▸ **Text**:
━━━━━━

In music, perhaps in more than any other field, culture is not merely being prevented from being remixed – it’s completely disappearing, preventing it from forming the basis of any future works or research. And it’s that, more than anything else, that I want to communicate through this book.
This is not a hypothetical problem, or merely an unfair distribution of power. Popular music culture is literally vanishing right now. Magnetically-charged metal oxide particles are falling from master tapes as we speak.
To me, that’s important, urgent – and worthy of its own book
Music has been the center-piece in the recent copyright wars. Dubber knows better than I the impact of the music industry’s practices on the culture, but I think there’s a very good legal explanation for the music industry’s centrality to today’s copyright disputes.
In both the plastic arts and in literature there is a long history of, well, “remixing” as a legitimate method of creation. There has been in music as well, but not in quite the concrete and specific way there can be in painting and literature. Collage is a long-established artistic genre, and in literature the wholesale copying and rearranging of existing work as a composition method goes back to the foundation of Western literature in Homer. In music, on the other hand, while composition has always been a matter of reworking existing formulas, we’ve been operating in recent times on a general assumption that lifting a single note from an earlier recording constitutes copyright infringement. For long enough this practice has been the norm in the music industry that most people I know simply assume it’s an indisputable fact that if you sample anything from a copyrighted work you must pay for the sample.
But that’s a very debatable proposition. So where did it come from?

━━━━━━

▸ **Dataset content**:
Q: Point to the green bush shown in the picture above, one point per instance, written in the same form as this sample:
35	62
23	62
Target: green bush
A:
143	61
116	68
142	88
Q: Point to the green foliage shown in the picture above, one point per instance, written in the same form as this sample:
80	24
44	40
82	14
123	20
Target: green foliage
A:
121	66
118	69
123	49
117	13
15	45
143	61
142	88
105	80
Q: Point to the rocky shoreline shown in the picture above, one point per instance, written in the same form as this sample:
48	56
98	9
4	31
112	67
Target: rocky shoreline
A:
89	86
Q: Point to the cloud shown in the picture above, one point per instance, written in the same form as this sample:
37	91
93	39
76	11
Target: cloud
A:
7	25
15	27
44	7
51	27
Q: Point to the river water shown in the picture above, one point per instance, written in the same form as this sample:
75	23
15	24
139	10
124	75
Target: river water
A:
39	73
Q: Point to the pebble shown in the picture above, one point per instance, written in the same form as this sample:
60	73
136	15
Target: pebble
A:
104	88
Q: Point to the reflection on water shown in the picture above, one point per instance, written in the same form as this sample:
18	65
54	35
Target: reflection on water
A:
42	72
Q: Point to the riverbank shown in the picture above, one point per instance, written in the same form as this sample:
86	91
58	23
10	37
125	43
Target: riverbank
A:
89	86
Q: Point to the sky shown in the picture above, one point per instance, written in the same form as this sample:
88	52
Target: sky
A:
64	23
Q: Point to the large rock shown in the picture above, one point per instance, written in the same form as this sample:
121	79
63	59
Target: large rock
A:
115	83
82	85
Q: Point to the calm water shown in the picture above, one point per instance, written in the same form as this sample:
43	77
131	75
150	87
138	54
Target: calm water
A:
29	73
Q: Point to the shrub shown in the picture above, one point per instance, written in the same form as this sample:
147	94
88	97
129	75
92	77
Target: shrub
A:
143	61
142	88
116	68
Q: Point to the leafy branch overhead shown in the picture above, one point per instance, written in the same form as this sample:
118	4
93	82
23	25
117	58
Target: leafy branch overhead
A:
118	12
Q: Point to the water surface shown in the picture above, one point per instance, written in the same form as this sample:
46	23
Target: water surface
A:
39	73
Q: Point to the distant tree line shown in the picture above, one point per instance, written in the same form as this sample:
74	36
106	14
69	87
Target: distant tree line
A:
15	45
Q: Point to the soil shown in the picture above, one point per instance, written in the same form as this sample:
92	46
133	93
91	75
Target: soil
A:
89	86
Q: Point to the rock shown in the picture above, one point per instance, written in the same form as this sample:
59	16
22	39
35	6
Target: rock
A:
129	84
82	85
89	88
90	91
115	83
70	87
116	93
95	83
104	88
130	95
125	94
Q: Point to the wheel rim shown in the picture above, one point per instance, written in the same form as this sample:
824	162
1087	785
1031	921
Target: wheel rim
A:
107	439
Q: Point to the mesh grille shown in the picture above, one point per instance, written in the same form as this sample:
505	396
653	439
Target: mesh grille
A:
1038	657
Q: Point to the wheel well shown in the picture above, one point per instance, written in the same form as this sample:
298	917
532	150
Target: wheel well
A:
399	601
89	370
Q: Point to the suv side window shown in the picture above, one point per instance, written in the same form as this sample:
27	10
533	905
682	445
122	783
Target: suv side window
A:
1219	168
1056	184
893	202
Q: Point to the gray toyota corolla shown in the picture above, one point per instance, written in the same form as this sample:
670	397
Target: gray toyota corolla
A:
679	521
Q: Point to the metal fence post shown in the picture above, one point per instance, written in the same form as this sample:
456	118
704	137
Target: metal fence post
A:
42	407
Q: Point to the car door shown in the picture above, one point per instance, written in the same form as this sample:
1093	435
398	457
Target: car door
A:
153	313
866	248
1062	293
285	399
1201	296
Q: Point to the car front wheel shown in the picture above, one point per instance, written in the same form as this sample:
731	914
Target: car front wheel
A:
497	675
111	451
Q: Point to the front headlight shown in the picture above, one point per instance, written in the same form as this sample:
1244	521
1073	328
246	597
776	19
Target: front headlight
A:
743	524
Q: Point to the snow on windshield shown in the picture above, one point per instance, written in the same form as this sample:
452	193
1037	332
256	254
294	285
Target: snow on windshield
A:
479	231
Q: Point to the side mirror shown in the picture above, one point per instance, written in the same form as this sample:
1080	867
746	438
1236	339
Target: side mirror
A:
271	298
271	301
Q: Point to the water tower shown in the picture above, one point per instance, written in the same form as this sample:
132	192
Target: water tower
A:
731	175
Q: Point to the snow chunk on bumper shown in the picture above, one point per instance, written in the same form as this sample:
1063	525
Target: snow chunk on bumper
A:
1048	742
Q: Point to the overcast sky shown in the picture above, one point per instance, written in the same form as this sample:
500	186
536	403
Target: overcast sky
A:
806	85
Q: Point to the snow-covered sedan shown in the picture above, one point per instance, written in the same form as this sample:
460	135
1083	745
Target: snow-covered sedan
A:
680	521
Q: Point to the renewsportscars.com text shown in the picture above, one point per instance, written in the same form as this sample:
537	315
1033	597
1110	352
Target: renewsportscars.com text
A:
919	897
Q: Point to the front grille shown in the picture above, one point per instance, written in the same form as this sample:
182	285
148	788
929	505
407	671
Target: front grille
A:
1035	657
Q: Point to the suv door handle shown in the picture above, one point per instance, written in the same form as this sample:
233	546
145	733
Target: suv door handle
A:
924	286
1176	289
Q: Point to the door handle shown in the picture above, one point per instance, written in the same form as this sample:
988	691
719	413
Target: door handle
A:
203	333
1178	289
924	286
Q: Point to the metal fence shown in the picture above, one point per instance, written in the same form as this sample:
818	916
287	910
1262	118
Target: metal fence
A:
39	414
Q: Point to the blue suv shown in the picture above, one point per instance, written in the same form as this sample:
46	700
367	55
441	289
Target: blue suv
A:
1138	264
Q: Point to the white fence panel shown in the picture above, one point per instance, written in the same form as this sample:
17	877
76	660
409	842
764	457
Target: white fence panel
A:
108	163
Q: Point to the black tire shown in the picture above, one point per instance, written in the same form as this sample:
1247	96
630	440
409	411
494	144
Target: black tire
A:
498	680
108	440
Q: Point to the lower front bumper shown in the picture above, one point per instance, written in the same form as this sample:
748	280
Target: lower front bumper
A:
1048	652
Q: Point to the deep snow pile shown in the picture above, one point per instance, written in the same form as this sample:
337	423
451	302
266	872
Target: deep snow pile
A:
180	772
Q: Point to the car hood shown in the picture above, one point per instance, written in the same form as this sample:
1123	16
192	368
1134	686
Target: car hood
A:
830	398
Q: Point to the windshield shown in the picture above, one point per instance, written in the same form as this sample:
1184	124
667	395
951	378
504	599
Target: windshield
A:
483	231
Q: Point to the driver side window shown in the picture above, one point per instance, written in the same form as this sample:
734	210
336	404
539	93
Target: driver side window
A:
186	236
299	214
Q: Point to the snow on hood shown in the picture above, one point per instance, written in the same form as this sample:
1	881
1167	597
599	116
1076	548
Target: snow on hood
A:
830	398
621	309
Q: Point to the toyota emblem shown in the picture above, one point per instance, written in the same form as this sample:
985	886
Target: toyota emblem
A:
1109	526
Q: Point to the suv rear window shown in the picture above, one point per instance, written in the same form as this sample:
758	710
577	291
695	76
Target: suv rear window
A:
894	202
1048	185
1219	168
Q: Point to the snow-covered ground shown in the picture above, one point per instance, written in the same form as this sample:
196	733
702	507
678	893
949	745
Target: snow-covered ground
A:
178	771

━━━━━━

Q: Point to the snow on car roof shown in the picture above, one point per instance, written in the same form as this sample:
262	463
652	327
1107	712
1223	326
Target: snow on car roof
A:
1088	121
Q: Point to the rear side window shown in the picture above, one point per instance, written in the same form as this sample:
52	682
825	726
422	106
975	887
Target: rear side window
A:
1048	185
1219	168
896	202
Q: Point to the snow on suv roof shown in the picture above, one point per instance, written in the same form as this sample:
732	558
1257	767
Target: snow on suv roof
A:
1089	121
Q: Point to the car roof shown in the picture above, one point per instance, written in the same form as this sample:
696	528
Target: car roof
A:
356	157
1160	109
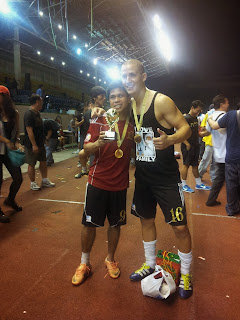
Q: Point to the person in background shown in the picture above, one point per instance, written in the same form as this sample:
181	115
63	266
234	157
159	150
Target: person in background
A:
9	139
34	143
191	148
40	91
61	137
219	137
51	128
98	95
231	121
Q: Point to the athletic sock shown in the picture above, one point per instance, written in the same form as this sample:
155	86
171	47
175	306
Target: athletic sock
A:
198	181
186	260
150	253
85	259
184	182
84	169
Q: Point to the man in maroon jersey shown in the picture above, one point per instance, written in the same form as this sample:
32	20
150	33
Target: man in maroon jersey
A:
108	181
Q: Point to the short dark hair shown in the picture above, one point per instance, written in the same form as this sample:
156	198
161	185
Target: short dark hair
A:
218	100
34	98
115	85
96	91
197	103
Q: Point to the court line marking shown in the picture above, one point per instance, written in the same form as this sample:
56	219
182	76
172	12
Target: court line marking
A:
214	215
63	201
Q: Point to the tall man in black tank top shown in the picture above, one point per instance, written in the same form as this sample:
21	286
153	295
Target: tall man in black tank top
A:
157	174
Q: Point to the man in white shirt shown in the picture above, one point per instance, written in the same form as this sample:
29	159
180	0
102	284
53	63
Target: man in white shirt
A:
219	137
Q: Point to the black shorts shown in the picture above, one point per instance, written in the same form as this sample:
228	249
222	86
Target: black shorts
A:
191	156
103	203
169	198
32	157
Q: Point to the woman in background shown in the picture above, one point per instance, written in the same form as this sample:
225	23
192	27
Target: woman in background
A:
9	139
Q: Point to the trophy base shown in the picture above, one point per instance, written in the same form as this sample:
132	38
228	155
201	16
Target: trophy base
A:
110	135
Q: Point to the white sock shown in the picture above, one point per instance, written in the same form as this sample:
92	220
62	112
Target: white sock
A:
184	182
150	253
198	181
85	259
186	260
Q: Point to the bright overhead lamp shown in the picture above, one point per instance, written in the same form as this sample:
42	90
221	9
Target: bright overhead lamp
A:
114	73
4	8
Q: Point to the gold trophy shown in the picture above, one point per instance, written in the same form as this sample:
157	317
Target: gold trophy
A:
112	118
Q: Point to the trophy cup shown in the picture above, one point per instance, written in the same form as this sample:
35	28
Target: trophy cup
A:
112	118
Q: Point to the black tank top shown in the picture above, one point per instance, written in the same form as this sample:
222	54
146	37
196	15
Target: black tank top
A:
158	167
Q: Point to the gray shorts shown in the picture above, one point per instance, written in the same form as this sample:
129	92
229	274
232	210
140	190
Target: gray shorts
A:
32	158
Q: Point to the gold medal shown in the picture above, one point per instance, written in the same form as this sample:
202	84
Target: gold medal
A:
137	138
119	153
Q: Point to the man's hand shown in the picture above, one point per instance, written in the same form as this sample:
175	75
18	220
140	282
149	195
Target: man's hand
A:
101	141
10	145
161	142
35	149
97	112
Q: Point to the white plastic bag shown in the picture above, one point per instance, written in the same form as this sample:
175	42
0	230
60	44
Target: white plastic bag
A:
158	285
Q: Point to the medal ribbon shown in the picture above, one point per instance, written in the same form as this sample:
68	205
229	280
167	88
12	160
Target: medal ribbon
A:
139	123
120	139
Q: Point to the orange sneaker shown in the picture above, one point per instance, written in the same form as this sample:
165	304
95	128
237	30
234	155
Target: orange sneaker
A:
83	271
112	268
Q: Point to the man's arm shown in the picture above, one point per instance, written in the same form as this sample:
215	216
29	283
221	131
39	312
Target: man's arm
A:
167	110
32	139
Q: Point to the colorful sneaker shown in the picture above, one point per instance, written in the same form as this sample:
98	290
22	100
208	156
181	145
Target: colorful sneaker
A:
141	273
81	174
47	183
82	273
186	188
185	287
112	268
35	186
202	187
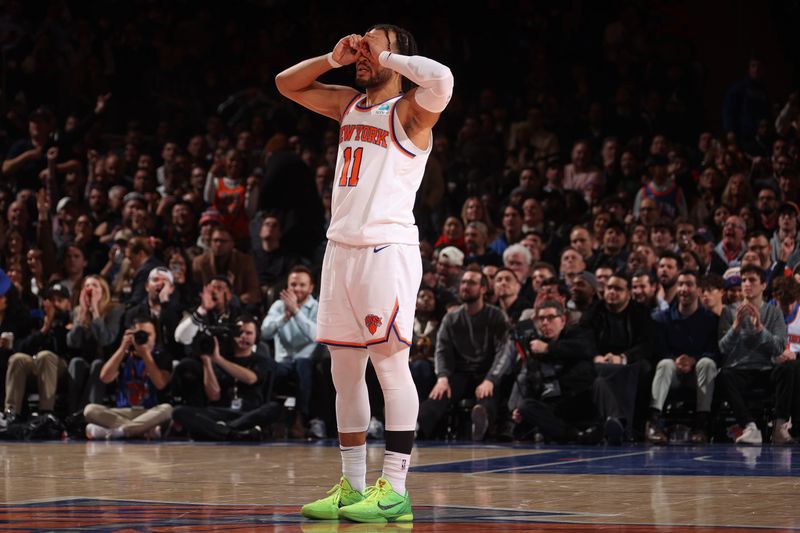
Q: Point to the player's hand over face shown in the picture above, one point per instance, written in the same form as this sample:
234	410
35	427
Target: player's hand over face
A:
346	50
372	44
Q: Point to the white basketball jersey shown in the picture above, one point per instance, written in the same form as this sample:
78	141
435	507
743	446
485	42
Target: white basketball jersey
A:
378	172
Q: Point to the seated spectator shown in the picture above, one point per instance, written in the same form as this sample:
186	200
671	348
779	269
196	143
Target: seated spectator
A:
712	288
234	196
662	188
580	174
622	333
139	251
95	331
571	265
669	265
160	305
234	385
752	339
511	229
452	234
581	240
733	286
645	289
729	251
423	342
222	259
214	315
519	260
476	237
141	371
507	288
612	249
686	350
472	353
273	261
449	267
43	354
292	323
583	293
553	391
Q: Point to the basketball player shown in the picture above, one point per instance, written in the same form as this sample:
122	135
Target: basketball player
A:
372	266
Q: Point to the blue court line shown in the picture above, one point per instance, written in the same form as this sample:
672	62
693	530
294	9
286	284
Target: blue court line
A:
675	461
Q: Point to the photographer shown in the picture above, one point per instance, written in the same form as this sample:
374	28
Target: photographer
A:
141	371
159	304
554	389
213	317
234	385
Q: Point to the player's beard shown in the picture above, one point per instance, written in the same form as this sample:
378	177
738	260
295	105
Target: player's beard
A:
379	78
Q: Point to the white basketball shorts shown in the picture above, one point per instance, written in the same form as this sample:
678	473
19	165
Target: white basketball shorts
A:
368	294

━━━━━━

▸ **The tasks**:
(a) In the passage on music and copyright, transcribe the part that opens with the words containing "In music, perhaps" and closes with "through this book.".
(b) According to the passage on music and copyright, what is falling from master tapes?

▸ **Full answers**:
(a)
In music, perhaps in more than any other field, culture is not merely being prevented from being remixed – it’s completely disappearing, preventing it from forming the basis of any future works or research. And it’s that, more than anything else, that I want to communicate through this book.

(b) Magnetically-charged metal oxide particles are falling from master tapes.